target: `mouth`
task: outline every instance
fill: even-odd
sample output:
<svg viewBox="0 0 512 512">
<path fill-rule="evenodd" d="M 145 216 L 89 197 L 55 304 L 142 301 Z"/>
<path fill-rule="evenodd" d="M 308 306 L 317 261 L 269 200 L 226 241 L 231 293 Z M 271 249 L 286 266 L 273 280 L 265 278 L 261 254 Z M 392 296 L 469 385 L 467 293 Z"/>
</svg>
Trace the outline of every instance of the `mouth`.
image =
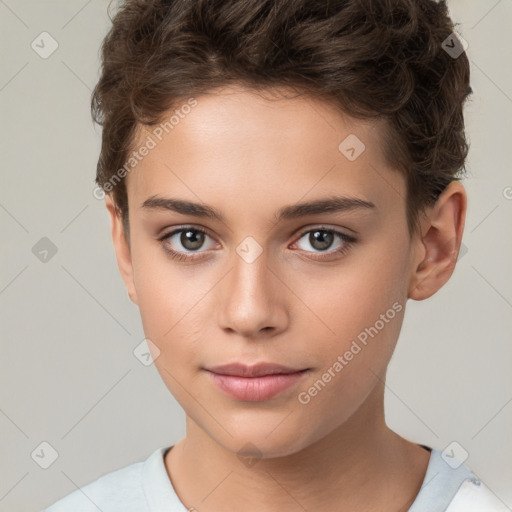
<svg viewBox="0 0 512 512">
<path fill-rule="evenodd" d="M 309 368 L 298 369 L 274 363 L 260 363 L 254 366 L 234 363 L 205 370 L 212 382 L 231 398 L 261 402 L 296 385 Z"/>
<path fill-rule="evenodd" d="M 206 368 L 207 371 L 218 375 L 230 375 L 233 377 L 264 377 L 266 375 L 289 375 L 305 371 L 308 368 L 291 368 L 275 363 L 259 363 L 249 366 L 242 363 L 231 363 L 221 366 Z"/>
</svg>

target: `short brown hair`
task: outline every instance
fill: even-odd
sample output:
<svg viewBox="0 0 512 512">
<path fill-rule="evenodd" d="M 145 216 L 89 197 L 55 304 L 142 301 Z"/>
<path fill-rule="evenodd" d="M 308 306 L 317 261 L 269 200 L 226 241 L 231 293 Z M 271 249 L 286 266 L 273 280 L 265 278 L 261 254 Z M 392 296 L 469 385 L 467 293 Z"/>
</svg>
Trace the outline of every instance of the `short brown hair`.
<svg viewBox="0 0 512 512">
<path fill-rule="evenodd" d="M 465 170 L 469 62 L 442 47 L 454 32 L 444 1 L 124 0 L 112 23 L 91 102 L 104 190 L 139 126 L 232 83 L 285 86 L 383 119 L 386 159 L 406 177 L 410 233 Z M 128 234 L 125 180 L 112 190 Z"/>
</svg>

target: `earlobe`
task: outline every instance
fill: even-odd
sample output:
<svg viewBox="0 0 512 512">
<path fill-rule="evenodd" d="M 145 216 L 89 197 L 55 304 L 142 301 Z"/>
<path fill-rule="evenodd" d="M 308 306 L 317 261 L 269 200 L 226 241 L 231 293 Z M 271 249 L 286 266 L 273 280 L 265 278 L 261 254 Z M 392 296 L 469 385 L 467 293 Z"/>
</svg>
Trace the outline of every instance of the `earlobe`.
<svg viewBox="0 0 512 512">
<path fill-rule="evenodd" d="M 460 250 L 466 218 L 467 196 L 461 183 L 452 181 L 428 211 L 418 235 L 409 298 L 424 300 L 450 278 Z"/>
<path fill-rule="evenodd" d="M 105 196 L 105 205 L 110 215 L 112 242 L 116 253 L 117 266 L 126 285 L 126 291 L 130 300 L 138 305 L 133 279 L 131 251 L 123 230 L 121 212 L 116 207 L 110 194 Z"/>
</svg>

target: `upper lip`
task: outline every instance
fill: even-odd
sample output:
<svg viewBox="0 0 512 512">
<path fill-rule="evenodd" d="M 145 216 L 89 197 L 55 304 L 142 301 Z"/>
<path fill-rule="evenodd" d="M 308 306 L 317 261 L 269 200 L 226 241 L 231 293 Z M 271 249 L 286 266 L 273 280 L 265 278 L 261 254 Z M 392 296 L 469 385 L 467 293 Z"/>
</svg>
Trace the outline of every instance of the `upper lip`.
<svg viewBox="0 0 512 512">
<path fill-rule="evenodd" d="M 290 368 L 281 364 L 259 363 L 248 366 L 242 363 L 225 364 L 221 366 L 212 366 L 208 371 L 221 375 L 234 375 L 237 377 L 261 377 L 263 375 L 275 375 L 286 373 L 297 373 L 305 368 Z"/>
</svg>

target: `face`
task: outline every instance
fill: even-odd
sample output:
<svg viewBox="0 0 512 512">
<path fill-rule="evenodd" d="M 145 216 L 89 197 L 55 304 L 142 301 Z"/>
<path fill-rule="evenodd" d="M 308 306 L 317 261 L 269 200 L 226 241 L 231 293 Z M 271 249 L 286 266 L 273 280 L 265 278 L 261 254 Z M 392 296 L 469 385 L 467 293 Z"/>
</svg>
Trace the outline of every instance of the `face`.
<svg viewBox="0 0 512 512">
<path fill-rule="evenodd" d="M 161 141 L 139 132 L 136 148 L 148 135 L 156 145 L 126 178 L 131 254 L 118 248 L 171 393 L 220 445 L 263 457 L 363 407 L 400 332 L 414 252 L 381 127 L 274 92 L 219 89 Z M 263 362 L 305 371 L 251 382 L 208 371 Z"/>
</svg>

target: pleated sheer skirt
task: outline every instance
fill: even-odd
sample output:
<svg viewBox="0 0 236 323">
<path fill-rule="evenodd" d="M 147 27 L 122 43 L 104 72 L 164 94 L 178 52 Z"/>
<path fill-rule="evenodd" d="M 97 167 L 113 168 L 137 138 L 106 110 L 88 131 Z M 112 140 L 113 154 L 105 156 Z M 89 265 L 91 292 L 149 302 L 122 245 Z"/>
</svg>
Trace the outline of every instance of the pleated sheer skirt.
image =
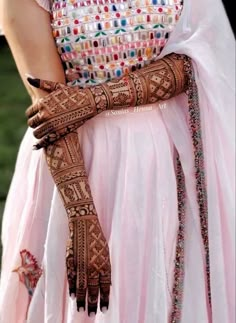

---

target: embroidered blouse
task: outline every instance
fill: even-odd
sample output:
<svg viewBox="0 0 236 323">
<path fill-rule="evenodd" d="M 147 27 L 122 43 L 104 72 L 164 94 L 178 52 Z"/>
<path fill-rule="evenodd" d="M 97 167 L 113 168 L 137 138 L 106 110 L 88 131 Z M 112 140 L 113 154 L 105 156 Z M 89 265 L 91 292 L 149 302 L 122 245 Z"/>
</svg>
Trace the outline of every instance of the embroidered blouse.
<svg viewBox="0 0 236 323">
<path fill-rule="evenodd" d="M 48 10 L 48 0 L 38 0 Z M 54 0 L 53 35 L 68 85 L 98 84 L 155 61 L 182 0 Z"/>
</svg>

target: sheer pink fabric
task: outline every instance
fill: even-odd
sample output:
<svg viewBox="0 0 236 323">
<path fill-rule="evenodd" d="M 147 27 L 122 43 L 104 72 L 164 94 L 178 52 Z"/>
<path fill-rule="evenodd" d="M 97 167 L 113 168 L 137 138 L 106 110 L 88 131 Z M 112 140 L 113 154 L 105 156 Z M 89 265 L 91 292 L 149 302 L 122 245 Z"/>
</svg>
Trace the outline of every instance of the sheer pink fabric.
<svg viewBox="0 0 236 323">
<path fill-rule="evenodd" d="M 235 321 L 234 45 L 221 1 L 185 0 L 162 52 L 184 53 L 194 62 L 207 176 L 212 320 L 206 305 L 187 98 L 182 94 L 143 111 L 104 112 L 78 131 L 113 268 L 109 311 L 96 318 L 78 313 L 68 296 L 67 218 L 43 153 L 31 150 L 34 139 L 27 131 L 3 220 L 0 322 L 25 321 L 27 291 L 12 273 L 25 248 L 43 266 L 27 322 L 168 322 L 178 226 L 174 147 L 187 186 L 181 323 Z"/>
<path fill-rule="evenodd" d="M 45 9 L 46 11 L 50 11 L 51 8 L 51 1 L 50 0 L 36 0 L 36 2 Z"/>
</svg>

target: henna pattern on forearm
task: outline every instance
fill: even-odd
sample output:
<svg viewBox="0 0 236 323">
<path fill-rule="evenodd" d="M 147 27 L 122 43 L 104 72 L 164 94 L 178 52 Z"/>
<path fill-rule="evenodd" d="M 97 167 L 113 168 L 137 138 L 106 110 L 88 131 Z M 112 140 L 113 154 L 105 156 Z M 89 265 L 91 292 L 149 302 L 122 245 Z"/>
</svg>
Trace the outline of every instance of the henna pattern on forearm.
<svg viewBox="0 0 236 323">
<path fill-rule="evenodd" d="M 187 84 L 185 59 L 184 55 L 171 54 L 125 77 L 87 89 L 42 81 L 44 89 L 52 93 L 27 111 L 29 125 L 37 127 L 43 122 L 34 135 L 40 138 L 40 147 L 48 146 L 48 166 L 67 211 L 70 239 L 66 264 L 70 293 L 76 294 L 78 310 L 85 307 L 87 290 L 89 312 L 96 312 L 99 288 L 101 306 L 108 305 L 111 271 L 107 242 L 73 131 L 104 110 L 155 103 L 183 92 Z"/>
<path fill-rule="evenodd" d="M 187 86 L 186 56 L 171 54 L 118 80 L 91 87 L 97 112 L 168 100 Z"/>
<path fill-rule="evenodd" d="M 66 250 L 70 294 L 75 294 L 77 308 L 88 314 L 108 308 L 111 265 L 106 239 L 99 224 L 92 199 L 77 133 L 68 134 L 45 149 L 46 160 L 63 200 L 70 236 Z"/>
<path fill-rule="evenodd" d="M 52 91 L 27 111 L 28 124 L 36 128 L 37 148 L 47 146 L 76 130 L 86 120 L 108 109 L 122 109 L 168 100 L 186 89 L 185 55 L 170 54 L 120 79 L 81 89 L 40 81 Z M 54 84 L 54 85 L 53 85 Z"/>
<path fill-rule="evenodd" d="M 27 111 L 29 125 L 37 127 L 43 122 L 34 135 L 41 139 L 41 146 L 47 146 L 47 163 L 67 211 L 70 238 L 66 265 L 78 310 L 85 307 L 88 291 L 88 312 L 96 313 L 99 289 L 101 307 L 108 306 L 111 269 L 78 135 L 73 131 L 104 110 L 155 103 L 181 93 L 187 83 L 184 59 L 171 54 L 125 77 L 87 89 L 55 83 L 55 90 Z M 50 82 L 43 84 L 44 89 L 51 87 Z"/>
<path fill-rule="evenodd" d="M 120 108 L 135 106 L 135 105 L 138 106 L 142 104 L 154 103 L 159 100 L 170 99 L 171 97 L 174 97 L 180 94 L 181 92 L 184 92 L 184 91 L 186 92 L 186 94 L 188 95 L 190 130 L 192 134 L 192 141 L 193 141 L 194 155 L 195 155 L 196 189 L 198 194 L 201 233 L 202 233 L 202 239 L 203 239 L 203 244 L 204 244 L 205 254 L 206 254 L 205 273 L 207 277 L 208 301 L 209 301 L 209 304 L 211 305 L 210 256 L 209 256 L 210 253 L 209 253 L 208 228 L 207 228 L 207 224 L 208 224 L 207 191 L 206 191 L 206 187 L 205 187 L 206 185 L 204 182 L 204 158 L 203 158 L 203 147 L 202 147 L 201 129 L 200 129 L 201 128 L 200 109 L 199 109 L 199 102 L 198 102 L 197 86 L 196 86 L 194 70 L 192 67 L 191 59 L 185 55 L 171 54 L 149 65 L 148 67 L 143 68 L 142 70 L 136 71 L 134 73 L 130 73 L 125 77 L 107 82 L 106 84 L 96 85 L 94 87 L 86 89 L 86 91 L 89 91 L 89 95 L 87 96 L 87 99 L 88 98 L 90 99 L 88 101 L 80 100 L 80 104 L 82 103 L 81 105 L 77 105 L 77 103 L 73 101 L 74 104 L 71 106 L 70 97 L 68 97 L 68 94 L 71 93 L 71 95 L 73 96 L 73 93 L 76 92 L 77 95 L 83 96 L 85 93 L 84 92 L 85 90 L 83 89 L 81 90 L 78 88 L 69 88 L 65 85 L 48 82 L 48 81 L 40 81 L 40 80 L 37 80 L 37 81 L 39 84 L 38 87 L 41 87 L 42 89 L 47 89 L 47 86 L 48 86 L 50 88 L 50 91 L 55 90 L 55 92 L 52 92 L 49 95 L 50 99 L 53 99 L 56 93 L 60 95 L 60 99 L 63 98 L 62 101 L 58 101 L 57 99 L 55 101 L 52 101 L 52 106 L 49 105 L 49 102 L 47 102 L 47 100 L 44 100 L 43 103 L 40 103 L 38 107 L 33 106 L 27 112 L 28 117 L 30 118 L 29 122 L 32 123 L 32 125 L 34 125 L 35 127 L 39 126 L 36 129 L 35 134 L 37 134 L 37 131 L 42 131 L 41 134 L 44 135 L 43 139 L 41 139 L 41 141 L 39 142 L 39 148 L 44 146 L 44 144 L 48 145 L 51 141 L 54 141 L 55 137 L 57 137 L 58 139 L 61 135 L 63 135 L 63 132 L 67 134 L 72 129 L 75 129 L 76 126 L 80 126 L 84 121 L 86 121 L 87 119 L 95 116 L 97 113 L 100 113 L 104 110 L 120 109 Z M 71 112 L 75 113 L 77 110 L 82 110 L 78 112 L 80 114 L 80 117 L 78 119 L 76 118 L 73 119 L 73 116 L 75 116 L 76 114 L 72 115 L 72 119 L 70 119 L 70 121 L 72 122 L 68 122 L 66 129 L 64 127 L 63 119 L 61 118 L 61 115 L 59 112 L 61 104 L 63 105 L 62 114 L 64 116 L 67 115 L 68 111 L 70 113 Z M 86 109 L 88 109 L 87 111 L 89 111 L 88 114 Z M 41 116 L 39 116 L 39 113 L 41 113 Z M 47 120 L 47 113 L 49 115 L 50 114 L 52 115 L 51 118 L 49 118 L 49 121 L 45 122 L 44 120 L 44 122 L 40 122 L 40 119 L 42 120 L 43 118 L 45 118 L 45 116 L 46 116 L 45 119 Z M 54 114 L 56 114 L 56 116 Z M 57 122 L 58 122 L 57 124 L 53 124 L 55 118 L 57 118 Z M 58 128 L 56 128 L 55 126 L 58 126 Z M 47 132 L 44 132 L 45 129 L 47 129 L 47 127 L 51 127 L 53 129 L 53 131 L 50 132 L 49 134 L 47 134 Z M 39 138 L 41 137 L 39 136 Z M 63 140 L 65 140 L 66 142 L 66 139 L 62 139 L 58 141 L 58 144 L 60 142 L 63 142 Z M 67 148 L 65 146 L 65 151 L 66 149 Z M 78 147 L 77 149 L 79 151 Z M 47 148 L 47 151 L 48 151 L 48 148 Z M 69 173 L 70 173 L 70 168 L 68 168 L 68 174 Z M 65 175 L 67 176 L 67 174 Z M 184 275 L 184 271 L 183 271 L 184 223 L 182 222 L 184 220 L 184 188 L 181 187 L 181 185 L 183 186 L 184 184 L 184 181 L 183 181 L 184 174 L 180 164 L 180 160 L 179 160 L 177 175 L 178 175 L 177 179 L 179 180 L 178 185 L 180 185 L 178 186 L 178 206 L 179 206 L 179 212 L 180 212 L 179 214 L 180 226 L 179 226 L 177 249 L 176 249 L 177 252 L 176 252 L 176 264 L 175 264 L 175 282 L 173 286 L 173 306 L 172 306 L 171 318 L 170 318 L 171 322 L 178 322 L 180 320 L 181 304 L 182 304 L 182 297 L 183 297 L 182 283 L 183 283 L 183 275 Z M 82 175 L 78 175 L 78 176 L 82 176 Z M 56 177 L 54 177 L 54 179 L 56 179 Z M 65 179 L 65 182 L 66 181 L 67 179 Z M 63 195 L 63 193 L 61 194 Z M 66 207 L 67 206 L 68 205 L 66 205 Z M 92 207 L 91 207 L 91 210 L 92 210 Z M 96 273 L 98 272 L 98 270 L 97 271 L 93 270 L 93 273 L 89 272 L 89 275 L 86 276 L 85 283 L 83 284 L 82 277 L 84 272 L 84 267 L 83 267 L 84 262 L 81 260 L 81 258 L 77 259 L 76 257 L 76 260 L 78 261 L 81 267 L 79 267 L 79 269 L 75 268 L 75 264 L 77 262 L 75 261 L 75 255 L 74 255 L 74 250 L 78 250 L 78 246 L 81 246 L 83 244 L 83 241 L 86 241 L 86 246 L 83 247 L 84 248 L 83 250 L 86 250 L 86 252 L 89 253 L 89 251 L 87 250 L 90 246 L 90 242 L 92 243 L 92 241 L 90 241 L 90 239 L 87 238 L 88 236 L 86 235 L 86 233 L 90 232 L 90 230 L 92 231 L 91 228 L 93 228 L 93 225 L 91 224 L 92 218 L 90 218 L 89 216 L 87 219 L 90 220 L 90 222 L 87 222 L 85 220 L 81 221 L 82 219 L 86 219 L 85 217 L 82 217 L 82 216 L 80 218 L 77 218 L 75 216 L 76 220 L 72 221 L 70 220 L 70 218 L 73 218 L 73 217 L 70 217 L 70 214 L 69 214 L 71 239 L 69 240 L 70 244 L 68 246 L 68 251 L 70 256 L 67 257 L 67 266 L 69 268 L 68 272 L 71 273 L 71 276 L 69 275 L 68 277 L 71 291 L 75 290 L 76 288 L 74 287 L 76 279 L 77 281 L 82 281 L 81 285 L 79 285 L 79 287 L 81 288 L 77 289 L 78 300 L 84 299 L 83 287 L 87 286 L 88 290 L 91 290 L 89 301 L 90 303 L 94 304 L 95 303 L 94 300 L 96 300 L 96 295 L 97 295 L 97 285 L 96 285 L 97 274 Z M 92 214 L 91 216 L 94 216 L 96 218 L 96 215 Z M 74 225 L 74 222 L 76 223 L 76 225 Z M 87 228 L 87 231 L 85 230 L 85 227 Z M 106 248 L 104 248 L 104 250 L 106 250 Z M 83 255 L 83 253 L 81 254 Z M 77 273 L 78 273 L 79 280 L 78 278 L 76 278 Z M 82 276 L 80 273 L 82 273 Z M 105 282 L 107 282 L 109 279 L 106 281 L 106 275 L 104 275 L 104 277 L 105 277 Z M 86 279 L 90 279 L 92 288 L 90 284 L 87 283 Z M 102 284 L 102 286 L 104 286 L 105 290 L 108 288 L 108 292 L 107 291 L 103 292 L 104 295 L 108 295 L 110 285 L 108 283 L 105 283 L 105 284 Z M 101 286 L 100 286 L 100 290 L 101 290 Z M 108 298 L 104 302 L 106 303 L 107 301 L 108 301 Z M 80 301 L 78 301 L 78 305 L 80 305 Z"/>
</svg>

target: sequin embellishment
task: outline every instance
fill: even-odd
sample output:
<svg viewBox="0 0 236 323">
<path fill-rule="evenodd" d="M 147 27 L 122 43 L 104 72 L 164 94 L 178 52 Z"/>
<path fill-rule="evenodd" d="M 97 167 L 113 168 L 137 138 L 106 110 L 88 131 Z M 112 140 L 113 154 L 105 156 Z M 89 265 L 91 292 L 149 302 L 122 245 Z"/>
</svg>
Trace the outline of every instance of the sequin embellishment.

WORK INSTRUCTIONS
All that is needed is the number of lines in the listing holding the word "target".

EXPECTED OUTPUT
10